Text:
________________________________________

I've got some CE that I've got to do, so I decided to do one on Financial Planning with Insurance.  I got to the permanent policy section and got a review of Whole vs Universal.  The course doesn't give an opinion on which is better, just that they exist and how they work.  ALL of the permanent policies I've done have been Universal.  However, I know that I have some clients with Whole Life policies.   Most of them have tons of cash value and they aren't paying the premiums because of the dividends.  The hypos I've run tell me that Universal gives a bigger DB, but doesn't build a ton of cash value.  Just the opposite with Whole Life. 

Is it a matter of one being better than the other or is it a client preference issue?  Which do you guys prefer?
Feb 11, 2010 4:14 am

It's good you're looking at what to use and when.  Most advisors I see gravitate towards one over the other and be pretty dogmatic when they do.  What kinds of situations are you recommending permanent insurance?  That would give us a better idea of what to use and when.

Feb 11, 2010 2:21 pm

Spiff,

  The answer really is, it all depends.  Whole life, IMHO has a little more flexibility in terms of what to do with the dividends.  You can build up more death benefit, you can build up cash, you can take the income, you can allow the divs to pay the premiums.  I have found them very effective when bought at a young age and use the divs to buy paid up additions.  But that's just one example.      I am not a huge fan of universal, although it can have its place.  I find it useful for estate planning purposes for older people, or for younger people with large incomes and known future potential estate issues.  In these cases, you can split universal and term.  The term dies off when the kids are out of the house, and the universal keeps going.  The other case would be if you are simply buying death benefit at a really young age.  Let's say you start having kids at 23 and want coverage throughout their childhood (and you might have more kids).  Doesn't usually make sense to buy 20+ year term insurance.  If you are going to need DB for 25+ years, universal will get you more coverage for less dollars than WL.
Feb 11, 2010 3:16 pm

I'd say the situations I'm using them in would be fairly typical.  Similar to what B24 said.  Estate planning for older clients, second to die policies, things like that.  Very generic stuff.   For instance - I have a client who is simply looking to pass on the most money she can to her kids.  She's 72 and has about $500K in funds to work with.  She doesn't need the money for income.  We've taken care of LTC.  She hates the volatility of the market, but would love to pass more money on.  We've talked about insurance and she likes the idea of the leverage.  

My understanding from the hypos, as I mentioned before, is that UL gives her more DB, but the WL builds up cash value faster.  In theory she could eventually stop paying premiums on the WL because of the dividends.  She'd have to pay for the UL for the rest of her life unless she did a big single pay policy.    I'd lean towards the UL for her, based on her goals.  Is there something I'm missing with WL that I should be paying attention to?

________________________________________

[Excerpts from a detection dataset]
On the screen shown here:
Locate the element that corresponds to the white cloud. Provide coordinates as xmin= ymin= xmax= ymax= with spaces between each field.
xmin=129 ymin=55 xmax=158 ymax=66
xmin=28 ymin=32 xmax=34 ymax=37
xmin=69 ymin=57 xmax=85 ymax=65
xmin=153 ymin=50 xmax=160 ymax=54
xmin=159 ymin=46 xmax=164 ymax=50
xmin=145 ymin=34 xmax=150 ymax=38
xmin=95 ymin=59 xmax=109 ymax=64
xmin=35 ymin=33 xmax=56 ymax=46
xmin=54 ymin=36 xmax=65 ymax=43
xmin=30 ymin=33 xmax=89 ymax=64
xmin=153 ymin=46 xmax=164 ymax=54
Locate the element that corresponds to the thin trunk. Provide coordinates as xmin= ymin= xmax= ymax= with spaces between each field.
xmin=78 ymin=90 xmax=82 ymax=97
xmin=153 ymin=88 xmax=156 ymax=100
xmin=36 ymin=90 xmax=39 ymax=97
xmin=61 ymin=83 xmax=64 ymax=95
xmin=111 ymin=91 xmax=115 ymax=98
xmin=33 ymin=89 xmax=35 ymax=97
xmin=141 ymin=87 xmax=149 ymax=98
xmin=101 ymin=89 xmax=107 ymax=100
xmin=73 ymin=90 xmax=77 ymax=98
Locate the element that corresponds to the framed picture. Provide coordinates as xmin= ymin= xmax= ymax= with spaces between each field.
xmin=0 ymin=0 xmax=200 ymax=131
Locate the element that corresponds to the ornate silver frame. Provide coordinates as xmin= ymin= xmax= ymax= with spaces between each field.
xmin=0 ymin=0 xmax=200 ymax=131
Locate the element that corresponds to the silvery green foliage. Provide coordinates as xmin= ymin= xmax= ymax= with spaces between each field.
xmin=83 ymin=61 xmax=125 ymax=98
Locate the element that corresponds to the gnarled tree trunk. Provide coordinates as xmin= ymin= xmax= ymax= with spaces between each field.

________________________________________

Required work:
A: Revise the portion of the insurance discussion that begins with the words "My understanding from" and ends with "paying attention to?", replacing "dividends" with "earnings".
B: Proceed with the insurance discussion, picking up after its final sentence.
These rows are separate material with no connection to the insurance discussion.

The responses:
A:
My understanding from the hypos, as I mentioned before, is that UL gives her more DB, but the WL builds up cash value faster.  In theory she could eventually stop paying premiums on the WL because of the earnings.  She'd have to pay for the UL for the rest of her life unless she did a big single pay policy.    I'd lean towards the UL for her, based on her goals.  Is there something I'm missing with WL that I should be paying attention to?

B:
Feb 11, 2010 3:51 pm

Estate planning for older clients, second to die policies, things like that.  Very generic stuff.   For instance - I have a client who is simply looking to pass on the most money she can to her kids.  She’s 72 and has about $500K in funds to work with.  She doesn’t need the money for income.

  This is generic advice, so treat it accordingly.  In general, here is how I typically advice my clients:   Below age 55 (or so), likes the idea of leaving some money behind, but not sure what their future retirement situation will look like yet:  whole life.   Situation like you mentioned above: older client, desire to leave max amount, access to cash doesn't matter: a UL policy with a NLG rider (no lapse guarantee).  Minimum funding for max death benefit.    If the client was younger, a WL policy with the dividiends going to PUA may eventually catch-up to the UL NLG policy death benefit and give the client more options later on.  However, an older client doesn't have the luxury of time.
Feb 11, 2010 4:05 pm

[quote=Spaceman Spiff]

I'd say the situations I'm using them in would be fairly typical.  Similar to what B24 said.  Estate planning for older clients, second to die policies, things like that.  Very generic stuff.   For instance - I have a client who is simply looking to pass on the most money she can to her kids.  She's 72 and has about $500K in funds to work with.  She doesn't need the money for income.  We've taken care of LTC.  She hates the volatility of the market, but would love to pass more money on.  We've talked about insurance and she likes the idea of the leverage.  

My understanding from the hypos, as I mentioned before, is that UL gives her more DB, but the WL builds up cash value faster.  In theory she could eventually stop paying premiums on the WL because of the dividends.  She'd have to pay for the UL for the rest of her life unless she did a big single pay policy.    I'd lean towards the UL for her, based on her goals.  Is there something I'm missing with WL that I should be paying attention to?  [/quote]   UL is the obvious choice here.  She can buy a pretty nice estate for her kids with what she has.  Take the 500K, buy muni's at 4 - 4.5%, use the 20K divs to buy life insurance.  Tax efficient, relatively safe, gets to keep her principle for a rainy day. 
Feb 11, 2010 5:03 pm

Good idea, B.  An alternative could be a SPIA for $500k, let her keep the difference between 4.5% and whatever the SPIA pays, fund the policy guaranteed, and Spiff makes a nice chunk of money.

Feb 11, 2010 5:10 pm

Deekay, I was going to throw in the SPIA idea, but then she loses control of the entire amount, which I am not a fan of.  However, if she had $2mm, and wanted to leverage $500K for say, a $2mm policy or something, then I think a SPIA might be a good option.  But even when people say they “never” need the money, if that’s their only money, I don’t like to lock it up.  I find most people end up needing a lump sum at some point…“yeah, my SS and pension are more than enough to cover my expenses”.  They claim to never need a new roof,  a new car, a big trip, whatever.  I just assumed this was her only cash stash.  If she has other assets, then a SPIA could work.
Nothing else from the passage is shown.